## Passage:

By Lynn Grieveson
Finance Minister Bill English has warned that a perfect storm of supply has created 'mountains of milk powder' stockpiles in China that could delay an expected recovery in global dairy prices until the end of 2015, but that the rebound was a 'matter of when not if'.
English made the comments to reporters in Parliament after returning from a week's trip to China, including to the western and south-western provincial cities of Chonqing, Chengdu and Xining.
He said he had seen a range of estimates about how long it would take for dairy prices to recover, "from picking up in the next few months to staying flat through to Christmas."
"I don't think there's much doubt that they are going to pick up, it's just a matter of when and how fast. But I see in the last couple of weeks the US Department of Agriculture increased its estimate of what stocks were being held in China and it appears there's been almost literally a mountain of milk powder in warehouses around China - more than people thought," English said.

## Data listing:
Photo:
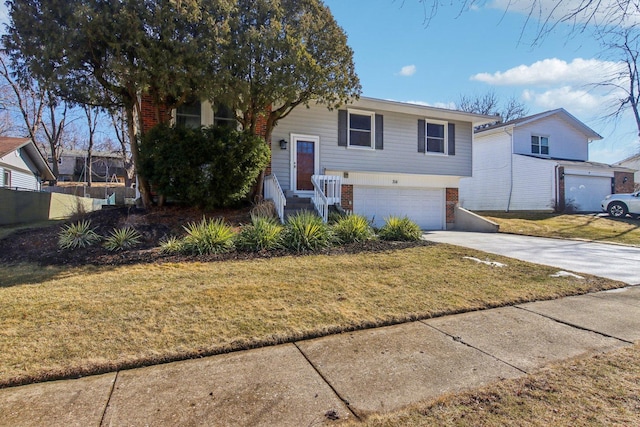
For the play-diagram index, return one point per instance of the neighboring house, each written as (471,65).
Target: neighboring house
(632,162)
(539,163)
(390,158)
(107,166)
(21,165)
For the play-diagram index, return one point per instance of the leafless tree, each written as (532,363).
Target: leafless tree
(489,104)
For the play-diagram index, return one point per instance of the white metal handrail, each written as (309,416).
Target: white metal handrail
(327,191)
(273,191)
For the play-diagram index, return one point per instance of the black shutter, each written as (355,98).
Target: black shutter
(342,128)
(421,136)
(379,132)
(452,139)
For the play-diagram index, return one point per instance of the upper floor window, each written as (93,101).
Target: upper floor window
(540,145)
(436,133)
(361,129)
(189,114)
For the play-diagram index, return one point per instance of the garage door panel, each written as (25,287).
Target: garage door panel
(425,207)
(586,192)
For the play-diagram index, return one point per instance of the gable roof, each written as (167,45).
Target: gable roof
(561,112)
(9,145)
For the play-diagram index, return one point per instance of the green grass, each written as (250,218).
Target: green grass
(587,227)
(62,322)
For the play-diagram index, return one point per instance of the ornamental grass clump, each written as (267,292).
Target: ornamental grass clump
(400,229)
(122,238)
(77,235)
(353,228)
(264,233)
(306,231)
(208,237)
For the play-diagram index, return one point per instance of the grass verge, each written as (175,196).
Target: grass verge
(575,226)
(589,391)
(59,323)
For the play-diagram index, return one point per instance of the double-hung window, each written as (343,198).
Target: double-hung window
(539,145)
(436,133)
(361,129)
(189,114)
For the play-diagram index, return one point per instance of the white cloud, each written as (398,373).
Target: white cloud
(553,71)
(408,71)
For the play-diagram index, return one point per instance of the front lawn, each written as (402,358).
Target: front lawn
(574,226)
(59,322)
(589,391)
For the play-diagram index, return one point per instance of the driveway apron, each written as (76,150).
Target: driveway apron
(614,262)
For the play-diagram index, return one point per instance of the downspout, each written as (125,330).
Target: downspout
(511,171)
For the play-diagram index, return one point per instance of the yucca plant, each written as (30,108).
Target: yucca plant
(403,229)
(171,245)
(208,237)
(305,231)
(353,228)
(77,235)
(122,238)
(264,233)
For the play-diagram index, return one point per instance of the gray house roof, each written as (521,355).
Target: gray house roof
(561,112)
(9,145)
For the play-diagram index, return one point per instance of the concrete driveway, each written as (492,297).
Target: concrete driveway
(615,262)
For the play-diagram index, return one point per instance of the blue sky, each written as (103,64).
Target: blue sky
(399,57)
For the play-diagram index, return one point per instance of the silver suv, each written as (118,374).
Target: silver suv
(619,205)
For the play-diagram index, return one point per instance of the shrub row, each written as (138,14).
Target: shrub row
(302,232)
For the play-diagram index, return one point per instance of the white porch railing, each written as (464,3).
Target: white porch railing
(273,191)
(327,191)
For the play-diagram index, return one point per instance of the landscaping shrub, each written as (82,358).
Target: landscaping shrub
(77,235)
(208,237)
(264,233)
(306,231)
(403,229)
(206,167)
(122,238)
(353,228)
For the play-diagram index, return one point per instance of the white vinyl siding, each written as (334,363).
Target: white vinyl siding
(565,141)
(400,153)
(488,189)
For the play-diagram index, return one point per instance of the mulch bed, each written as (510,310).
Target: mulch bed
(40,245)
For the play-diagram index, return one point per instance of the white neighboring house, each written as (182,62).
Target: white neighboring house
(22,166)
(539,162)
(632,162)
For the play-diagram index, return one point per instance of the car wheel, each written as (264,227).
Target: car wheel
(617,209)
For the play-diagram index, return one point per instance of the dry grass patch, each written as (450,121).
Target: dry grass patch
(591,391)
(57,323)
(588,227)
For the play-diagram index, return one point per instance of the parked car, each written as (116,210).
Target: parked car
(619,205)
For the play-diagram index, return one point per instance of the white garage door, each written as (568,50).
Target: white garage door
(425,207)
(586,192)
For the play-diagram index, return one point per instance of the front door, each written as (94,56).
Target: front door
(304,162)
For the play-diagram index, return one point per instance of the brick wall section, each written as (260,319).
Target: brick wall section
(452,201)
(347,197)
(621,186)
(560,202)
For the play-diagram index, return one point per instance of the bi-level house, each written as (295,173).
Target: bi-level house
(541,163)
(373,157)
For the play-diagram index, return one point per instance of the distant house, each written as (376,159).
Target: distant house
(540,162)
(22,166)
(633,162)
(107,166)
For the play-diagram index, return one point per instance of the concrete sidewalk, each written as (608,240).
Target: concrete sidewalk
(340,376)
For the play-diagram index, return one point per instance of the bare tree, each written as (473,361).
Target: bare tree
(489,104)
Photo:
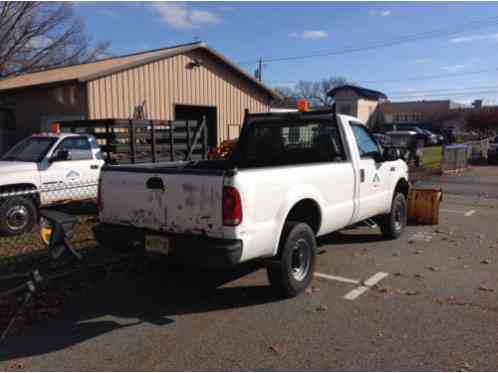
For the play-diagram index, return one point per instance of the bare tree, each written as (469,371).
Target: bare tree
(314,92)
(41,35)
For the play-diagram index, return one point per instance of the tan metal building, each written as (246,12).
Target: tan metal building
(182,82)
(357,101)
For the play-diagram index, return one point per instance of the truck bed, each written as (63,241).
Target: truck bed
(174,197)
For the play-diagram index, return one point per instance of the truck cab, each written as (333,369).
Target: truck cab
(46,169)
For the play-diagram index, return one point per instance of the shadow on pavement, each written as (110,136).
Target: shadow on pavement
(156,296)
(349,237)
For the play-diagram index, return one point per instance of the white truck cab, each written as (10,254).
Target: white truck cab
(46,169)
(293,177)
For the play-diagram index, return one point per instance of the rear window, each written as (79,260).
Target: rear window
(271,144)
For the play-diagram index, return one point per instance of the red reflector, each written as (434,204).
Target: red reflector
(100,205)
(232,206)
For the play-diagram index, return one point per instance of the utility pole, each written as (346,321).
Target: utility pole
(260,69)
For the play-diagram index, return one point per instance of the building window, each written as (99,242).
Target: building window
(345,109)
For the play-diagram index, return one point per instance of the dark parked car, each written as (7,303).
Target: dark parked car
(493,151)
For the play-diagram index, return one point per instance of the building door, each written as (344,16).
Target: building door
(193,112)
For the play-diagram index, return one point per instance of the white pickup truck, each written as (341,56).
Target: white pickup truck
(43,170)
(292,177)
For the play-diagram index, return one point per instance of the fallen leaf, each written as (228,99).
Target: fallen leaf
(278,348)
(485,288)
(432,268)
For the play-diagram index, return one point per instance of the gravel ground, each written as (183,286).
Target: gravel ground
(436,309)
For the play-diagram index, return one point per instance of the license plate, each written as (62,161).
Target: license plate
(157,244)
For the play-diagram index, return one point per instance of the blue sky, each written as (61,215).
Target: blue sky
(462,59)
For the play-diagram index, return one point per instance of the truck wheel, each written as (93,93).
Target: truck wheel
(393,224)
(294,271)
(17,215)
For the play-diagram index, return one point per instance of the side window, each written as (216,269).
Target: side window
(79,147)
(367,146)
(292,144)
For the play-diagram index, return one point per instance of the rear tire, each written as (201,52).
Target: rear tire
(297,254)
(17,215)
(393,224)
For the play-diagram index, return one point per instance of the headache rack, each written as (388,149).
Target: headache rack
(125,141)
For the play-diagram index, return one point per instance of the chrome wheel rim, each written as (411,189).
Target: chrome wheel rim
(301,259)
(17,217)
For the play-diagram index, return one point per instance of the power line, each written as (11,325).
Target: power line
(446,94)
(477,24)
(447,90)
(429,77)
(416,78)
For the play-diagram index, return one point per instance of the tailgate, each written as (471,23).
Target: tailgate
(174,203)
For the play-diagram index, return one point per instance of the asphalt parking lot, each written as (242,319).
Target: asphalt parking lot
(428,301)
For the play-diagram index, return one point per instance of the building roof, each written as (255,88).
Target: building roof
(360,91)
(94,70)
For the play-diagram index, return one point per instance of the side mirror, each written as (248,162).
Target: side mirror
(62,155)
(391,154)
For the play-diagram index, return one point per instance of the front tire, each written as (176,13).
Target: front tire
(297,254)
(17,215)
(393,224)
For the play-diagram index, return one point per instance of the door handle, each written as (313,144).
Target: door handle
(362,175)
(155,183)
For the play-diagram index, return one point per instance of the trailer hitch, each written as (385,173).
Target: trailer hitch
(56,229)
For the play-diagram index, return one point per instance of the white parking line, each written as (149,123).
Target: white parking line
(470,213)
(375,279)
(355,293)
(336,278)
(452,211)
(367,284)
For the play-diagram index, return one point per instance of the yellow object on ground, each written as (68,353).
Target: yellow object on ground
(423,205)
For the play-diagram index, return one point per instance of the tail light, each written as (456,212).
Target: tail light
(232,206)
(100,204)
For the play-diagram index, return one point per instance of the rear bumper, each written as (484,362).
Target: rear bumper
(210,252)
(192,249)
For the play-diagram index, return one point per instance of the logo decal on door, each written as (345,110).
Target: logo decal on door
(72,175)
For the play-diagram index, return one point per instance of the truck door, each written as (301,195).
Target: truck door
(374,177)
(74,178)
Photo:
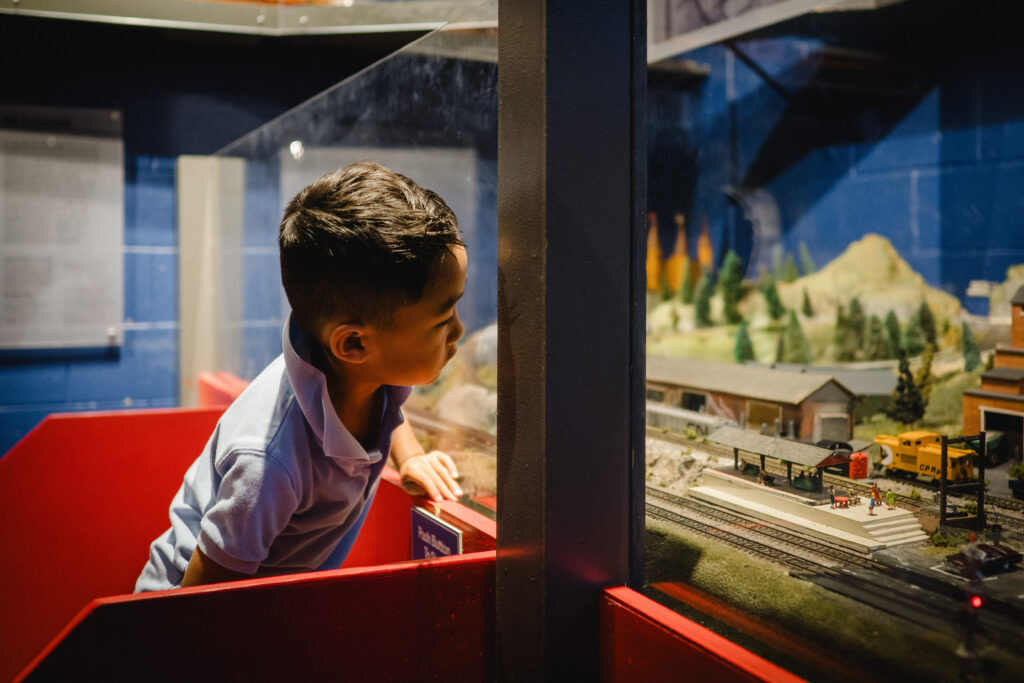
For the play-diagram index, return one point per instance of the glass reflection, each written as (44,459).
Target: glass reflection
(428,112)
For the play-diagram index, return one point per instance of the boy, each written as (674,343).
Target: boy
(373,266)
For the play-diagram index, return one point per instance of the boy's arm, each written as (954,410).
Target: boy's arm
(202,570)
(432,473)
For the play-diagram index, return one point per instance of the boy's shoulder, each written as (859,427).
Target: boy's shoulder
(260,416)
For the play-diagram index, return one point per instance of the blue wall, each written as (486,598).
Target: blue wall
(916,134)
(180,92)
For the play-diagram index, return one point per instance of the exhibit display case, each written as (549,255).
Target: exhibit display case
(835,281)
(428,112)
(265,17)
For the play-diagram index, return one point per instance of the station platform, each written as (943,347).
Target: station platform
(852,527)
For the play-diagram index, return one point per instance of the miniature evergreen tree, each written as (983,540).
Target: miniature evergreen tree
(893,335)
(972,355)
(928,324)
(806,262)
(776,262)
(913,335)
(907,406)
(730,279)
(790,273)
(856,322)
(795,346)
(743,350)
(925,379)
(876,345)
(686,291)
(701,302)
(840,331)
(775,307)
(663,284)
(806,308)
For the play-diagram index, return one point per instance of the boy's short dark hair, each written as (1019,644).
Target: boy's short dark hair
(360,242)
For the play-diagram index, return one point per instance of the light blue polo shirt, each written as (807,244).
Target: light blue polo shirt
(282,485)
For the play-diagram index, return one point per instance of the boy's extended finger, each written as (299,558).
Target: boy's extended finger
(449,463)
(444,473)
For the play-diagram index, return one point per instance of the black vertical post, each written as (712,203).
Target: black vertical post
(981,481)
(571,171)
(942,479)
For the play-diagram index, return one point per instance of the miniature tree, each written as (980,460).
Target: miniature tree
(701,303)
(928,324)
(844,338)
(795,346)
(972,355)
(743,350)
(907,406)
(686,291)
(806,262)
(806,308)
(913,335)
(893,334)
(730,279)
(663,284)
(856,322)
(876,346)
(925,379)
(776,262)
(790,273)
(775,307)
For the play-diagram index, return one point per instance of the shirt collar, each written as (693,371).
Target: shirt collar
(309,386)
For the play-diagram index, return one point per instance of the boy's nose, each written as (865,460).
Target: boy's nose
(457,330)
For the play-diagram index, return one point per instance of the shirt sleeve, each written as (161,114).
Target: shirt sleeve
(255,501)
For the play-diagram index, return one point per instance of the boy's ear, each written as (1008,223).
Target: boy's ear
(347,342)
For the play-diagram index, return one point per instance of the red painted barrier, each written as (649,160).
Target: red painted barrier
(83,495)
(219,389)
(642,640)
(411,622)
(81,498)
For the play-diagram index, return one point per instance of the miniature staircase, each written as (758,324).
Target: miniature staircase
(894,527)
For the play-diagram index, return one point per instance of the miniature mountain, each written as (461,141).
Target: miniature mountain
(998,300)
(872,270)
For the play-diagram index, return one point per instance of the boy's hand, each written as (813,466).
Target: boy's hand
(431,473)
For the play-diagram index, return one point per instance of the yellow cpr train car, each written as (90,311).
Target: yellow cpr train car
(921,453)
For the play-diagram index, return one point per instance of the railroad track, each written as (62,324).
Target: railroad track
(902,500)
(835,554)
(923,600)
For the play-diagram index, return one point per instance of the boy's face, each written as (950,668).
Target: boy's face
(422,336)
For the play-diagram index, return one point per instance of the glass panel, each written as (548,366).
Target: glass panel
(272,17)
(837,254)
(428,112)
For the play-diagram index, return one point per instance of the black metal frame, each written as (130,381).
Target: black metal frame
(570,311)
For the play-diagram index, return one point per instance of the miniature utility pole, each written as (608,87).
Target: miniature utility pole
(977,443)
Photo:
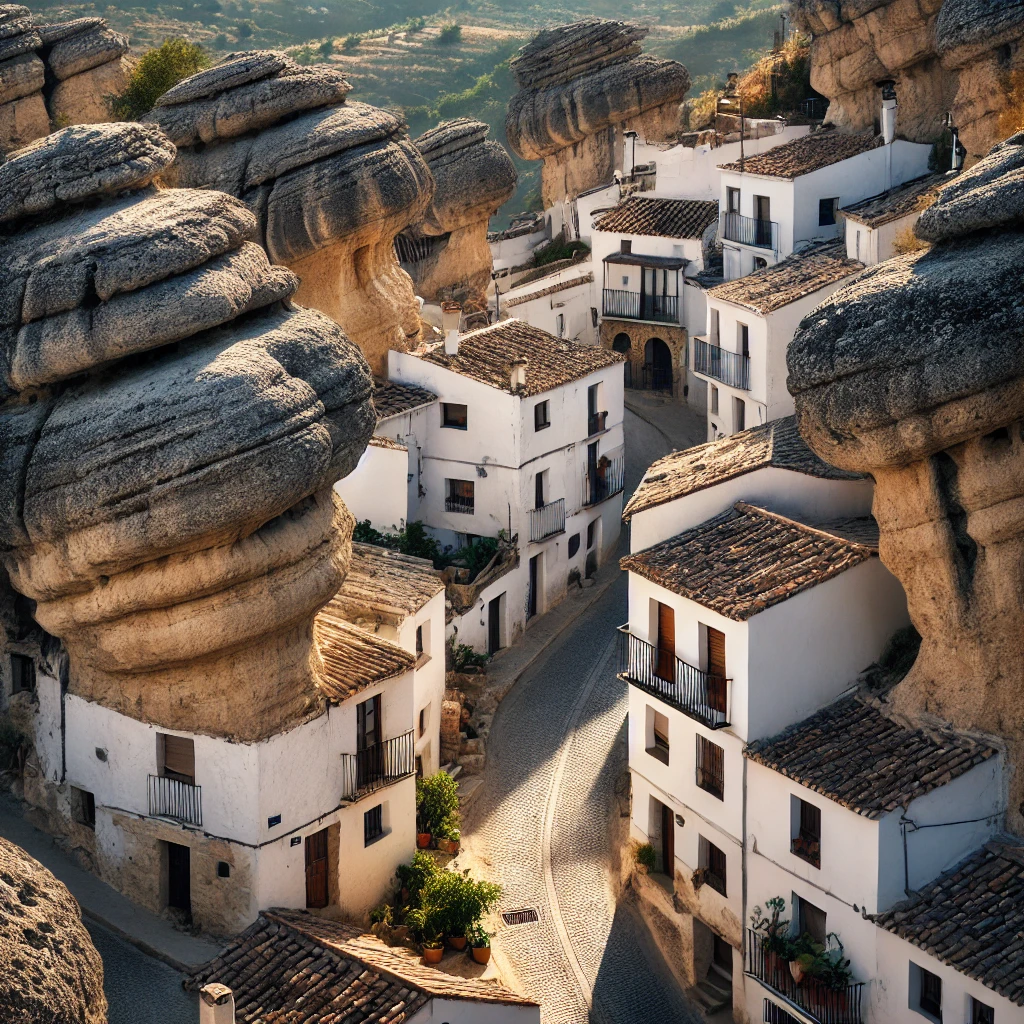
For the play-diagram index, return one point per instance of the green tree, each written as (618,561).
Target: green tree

## What to produce:
Extend the news report on Bill English's remarks about Chinese milk powder stockpiles and dairy prices, picking up after its last sentence.

## Response below:
"So that might take a bit longer to work through. I haven't seen any estimate that it would take years to clean up, but the way it has been described to me is that there's been a perfect storm of excess milk supply influenced by events in Russia and Europe and China and New Zealand and Australia, and that's led to these prices that I think everyone regards as too low for the health of the dairy industry, whether it's here, in China or in Europe," he said.
"But it's going to take some time for those prices to pick up."
He said he had not personally seen the warehouses full of milk powder.
"It's just that the more recent estimates have indicated that there's a bigger build up of inventory in China than might have been expected and that could have been one of the explanations of the recent price drop. I did get a view over there, including from some of our Chinese competitors, that they think the price must be somewhere near the bottom," he said.
English said consumer demand in China was in good shape.
"Even if investment is dropping off a bit in China, consumers have still got rising incomes - in fact, their incomes are rising quite a bit faster than here - and they want quality products and New Zealand is clearly identified as a source of high quality food," he said.
Still room for tax cuts? Or bring them forward?
English was then asked if the chances of tax cuts foreshadowed for 2017 were still realistic, given the dairy price slump and slower economic growth.
"We've signalled in the Budget that we've got some fiscal room for that in 2017. Over the next six months there'll be some different re-forecasts of future revenues and we have yet to see how that will pan out," English said.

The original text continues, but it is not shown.